-- Start of Given passage --
Tosho Knife Arts has good prices for Canadian buyers on a good portion of their selection. I checked out a few items, and in general it works out to be just a bit less than what it would cost to order from the US and ship up here. Of course, there's tax and if you're not in Toronto there's domestic shipping to add on as well.

I'm not sold on the ZDP version of the Konosuke gyuto for myself, but I'm glad the option is out there.


----------



## kalaeb (May 20, 2011)

65 or 68 seem painfully hard. Does any one have a knife out of ZDP, if so how difficult is something that hard to sharpen? I have always thought my limit to be in the low 60's,, but then again I am relatively new to this.


----------



## tk59 (May 20, 2011)

I have a cermax at 66hrc. It's no problem whatsoever to get blazing sharp.


----------



## watercrawl (May 20, 2011)

kalaeb said:


> 65 or 68 seem painfully hard. Does any one have a knife out of ZDP, if so how difficult is something that hard to sharpen? I have always thought my limit to be in the low 60's,, but then again I am relatively new to this.


 
I have a Spyderco ZDP189 Delica...solid ZDP189 before they started cladding them. I, in my stupider years, decided it needed thinning. I don't know what Spyderco had for a HRC on that knife, but I promise you thinning that 3.5" blade was just about the worst knife adventure I ever had. Essentially I removed the hollow grind to the blade and made it a flat bevel. Cuts like a freaking dream now and is one of two pocket knives I've kept amongst them all. But I wouldn't ever do it again. The most wear resistant steel I've ever encountered. To make a honyaki yanagi (or other single bevel knife) from ZDP189 or Cowry-X and put the HRC up over 62 would be extremely silly IMHO. In a gyuto where you're grinding a much smaller bevel, it's not bad....especially when clad like the KD's are. This knife, if you ever had to thin a lot of it....well, let's just say I'd rather not.


----------



## TB_London (May 20, 2011)

oooooooooo it is tempting, but realistically how much is performance going to differ from a standard konosuke?


----------



## rockbox (May 20, 2011)

That's what your KMG is for. 



watercrawl said:


> I have a Spyderco ZDP189 Delica...solid ZDP189 before they started cladding them. I, in my stupider years, decided it needed thinning. I don't know what Spyderco had for a HRC on that knife, but I promise you thinning that 3.5" blade was just about the worst knife adventure I ever had. Essentially I removed the hollow grind to the blade and made it a flat bevel. Cuts like a freaking dream now and is one of two pocket knives I've kept amongst them all. But I wouldn't ever do it again. The most wear resistant steel I've ever encountered. To make a honyaki yanagi (or other single bevel knife) from ZDP189 or Cowry-X and put the HRC up over 62 would be extremely silly IMHO. In a gyuto where you're grinding a much smaller bevel, it's not bad....especially when clad like the KD's are. This knife, if you ever had to thin a lot of it....well, let's just say I'd rather not.


----------



## tk59 (May 20, 2011)

TB_London said:


> oooooooooo it is tempting, but realistically how much is performance going to differ from a standard konosuke?
-- End of Given passage --
Required task A >> In the ZDP knife thread, what did watercrawl do to the blade of the Spyderco ZDP189 Delica when thinning it?
Required task B >> Continue the ZDP knife thread from its last line, writing the reply that follows the quoted question.
-- Start of Material provided --
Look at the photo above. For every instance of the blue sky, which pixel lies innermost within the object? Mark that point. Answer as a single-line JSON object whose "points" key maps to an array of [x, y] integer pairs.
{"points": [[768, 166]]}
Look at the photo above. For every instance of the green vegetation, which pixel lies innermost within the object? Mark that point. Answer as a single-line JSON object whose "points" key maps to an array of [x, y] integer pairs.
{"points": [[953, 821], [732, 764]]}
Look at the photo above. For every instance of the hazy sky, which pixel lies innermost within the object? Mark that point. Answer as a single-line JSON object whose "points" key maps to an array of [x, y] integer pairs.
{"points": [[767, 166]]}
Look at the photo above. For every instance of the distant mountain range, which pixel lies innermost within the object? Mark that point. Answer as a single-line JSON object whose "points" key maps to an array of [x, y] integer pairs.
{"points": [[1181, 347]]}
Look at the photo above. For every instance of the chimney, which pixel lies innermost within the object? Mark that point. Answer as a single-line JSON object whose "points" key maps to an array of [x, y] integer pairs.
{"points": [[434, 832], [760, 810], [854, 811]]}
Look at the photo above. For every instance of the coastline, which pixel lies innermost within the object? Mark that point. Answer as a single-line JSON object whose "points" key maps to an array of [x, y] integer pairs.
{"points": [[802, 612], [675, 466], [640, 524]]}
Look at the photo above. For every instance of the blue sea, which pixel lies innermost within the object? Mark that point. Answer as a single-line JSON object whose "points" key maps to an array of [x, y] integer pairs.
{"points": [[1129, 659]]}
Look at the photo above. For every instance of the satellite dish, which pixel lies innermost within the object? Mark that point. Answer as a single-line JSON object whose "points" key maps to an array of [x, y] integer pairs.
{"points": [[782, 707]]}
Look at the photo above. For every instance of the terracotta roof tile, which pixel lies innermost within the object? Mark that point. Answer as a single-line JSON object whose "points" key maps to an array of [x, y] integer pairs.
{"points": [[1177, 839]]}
-- End of Material provided --
Answer A >> Watercrawl removed the hollow grind and made it a flat bevel.

Answer B >>
Which standard konosuke? It would FAR outlast either edge (stainless or whiteII) but it wouldn't keep the scream as long as the carbon. It's closer to the Kon HD but I still think it doesn't scream as long.


----------



## watercrawl (May 20, 2011)

rockbox said:


> That's what your KMG is for.


 
I not have KMG back then.  But yes, that would have been ideal.


----------



## TDj (May 20, 2011)

so, i had a henckels cermax for a while (still do - never gets used tho) - these powdered steels are crazy-annoying to sharpen [for me]. i like the fresh-off-the-stones feel, and if zdp can't give that same feeling longer than the HD, then what's the point, really?


----------



## Rottman (May 20, 2011)

I'm sure that besides the price of the steel the time grinding and the amount of belts/stone needed for a monosteel ZDP knife factors big time into the high end price. On that Canadian site they even mentioned the Kanji imprint not being as deep as usual due to the steel properties.


----------



## slowtyper (May 20, 2011)

echerub said:


> Tosho Knife Arts has good prices for Canadian buyers on a good portion of their selection. I checked out a few items, and in general it works out to be just a bit less than what it would cost to order from the US and ship up here. Of course, there's tax and if you're not in Toronto there's domestic shipping to add on as well.
> 
> I'm not sold on the ZDP version of the Konosuke gyuto for myself, but I'm glad the option is out there.


 
No tax being charged yet so..good time to buy


----------



## echerub (May 20, 2011)

Oh, really? Prices are tax-included? Nice!

Too bad there isn't anything I need to get from their selection at the moment. Need? Want? Ah, whichever


----------



## QCDawg (Mar 7, 2017)

I have a San mai sukenari Zdp. I wonder if Zdp mono "patina'd" line crazy... never seen one.


----------



## Jovidah (Mar 7, 2017)

Considering the 20% chromium content.... nope. Would be a pain in the ass to work with, a ***** to thin, and a whole lot more expensive.


----------



## supersayan3 (Mar 7, 2017)

Sukenari also had done Honyaki ZDP yanagiba


----------



## khashy (Mar 7, 2017)

supersayan3 said:


> Sukenari also had done Honyaki ZDP yanagiba



Where does the madness end! What kind of HRC does a honyaki zdp get?


----------



## QCDawg (Mar 7, 2017)

khashy said:


> Where does the madness end! What kind of HRC does a honyaki zdp get?



Maxamet, rex21, cruwear, k390.. meteors.


----------



## LifeByA1000Cuts (Mar 7, 2017)

Differentially hardened/tempered ZDP or "just" a premium ZDP monosteel?


----------



## chefcomesback (Mar 7, 2017)

Differentially hardened? Zdp189 is stainless and fully hardened


----------



## LifeByA1000Cuts (Mar 8, 2017)

Well, while the japanese community seems to accept the honyaki label for homogenously hardened monosteels, it confuses the rest of the world  Why not just call it a "god-perished steaming ZDP189 monosteel bastard" then - I'm sure whoever has to thin it will describe it in a very similar manner.


----------



## richard (Mar 8, 2017)

khashy said:


> Where does the madness end! What kind of HRC does a honyaki zdp get?



Can get up to HRC66. I've not really had interest to try it; SG2/R2 is enough for me, and it may be partly willful ignorance, but I don't really know why I would want more.


----------



## QCDawg (Mar 8, 2017)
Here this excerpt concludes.